Verilen metin:

########################################

Bu UEFA kompleksimiz de artık iyice sıkmaya başladı. Yok UEFA ne diyecek, yok sopasını çıkarırsa, yok tokadı sert olur.
UEFA kalktı, UEFA indi. Bu geyikler herkesi iyiden iyiye baydı.
UEFA kongresinde Platini ve İnfantino’nun yapmış olduğu konuşmaların kodları ise hala çözülmeye çalışılıyor.
UEFA yetkililerinin yaptığı konuşmalar o kadar açıktı ki, ‘Siz kararlarınızı hemen, hiç vakit kaybetmeden alın’ dediler.
Konuşmaları türkçeye çevrildiği halde yüz tane yorum yapılıyor. Onu mu dedi bunu mu istedi, vay nasıl olacak?
Ne okuduğunu ne de dinlediğini anlamıyor kimse. Ya da anlamak bir türlü işlerine gelmiyor.
Türkiye’nin yarısı oturmuş UEFA’nın sopasını beklerken, diğer yarısı da UEFA sopasının kime ne kadar zarar vereceğinin hesabını yapıp, cezaların yolunu gözlüyor tez elden.
Uzun zamandan bu yana izlemeyi özlediğimiz bir karşılaşma oynandı. Her iki takım da açık futbolu tercih edince hem golleri buldular hem de bir çok önemli gol fırsatları yakaladılar. Atılan goller hazırlanış itibariyle de son derece başarılıydı.
Tolga Özkalfa’ya çok fazla iş düşmedi. Oyuncular da iyi niyetli olunca çok sert mücadele ortaya çıkmadı. Ancak genel olarak baktığımızda Özkalfa’nın iyi bir karşılaşma yönettiğini söyleyebiliriz. Maçı tempolu oynatmaya çalıştı. Birisi hariç kolay faul beklenen pozisyonlara düdük çalmadı. Bir pozisyonda Hilbert ve Visca’nın mücadelesinde Hilbert’in hiçbir teması olmadığı halde rakibi kendini yere atarak hakemi aldattı. Hakem de buna kanarak sarı kart gösterdi. Aslında Özkalfa’nın bu pozisyonda Visca’ya hakemi aldatmadan sarı kart göstermesi gerekiyordu. Bu serbest vuruşu Cenk son anda çıkardı, gol de olabilirdi. Bu hatadan sonra pozisyonun golle sonuçlanmaması Özkalfa’nın şansıydı. Yardımcı hakemler başarılıydılar. Ancak özellikle Ekrem Kan’ın, hem Belediye’nin kazandığı 2. goldeki hem de diğer pozisyonlardaki ofsayt yorumları derslikti.

########################################

Veri dökümü:
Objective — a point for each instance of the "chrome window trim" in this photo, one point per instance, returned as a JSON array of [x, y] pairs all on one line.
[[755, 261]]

########################################

Görev yönergesi:
UEFA tartışmaları ve maçın hakem yönetimi üzerine yazıyı, son cümlesinin ardından kaldığı yerden sürdürün.

Yazılı yanıt:
Cüneyt Çakır verdiği ve vermediği kararlarla geceye damgasını vurdu. Bir tarafta oyundan atması gereken oyuncuları ihrac etmezken, diğer tarafta vermesi gereken penaltıyı vermeyip, olmayan penaltı atışını veren Çakır maçta kontrolü elinden kaçırdı.
Galatasaray’ın yemiş olduğu gol öncesinde vermiş olduğu faul pozisyonunda Engin’in, Alanzinho’ya müdahalesi yoktu. Maçın hemen başında Eboue’nin, Olcan’a yaptığı harekette sarı kart vermesi gerekirken bunu atlayan Çakır, sonrasında basit pozisyonlarda kartını kullandı. Bunlardan birinde Olcan ve Eboue’ye basit kart gösteren Çakır kendisini kolundan tutup çeviren Eboue’yi ikinci sarı kartı gösterip oyundan ihrac edemedi. Bir hakem penaltıda hata yapabilir, faulde hata yapabilir. Ancak bir hakem otoritesini bu şekilde sarsan bir oyuncuyu atamazsa onun hakemliği sorgulanır.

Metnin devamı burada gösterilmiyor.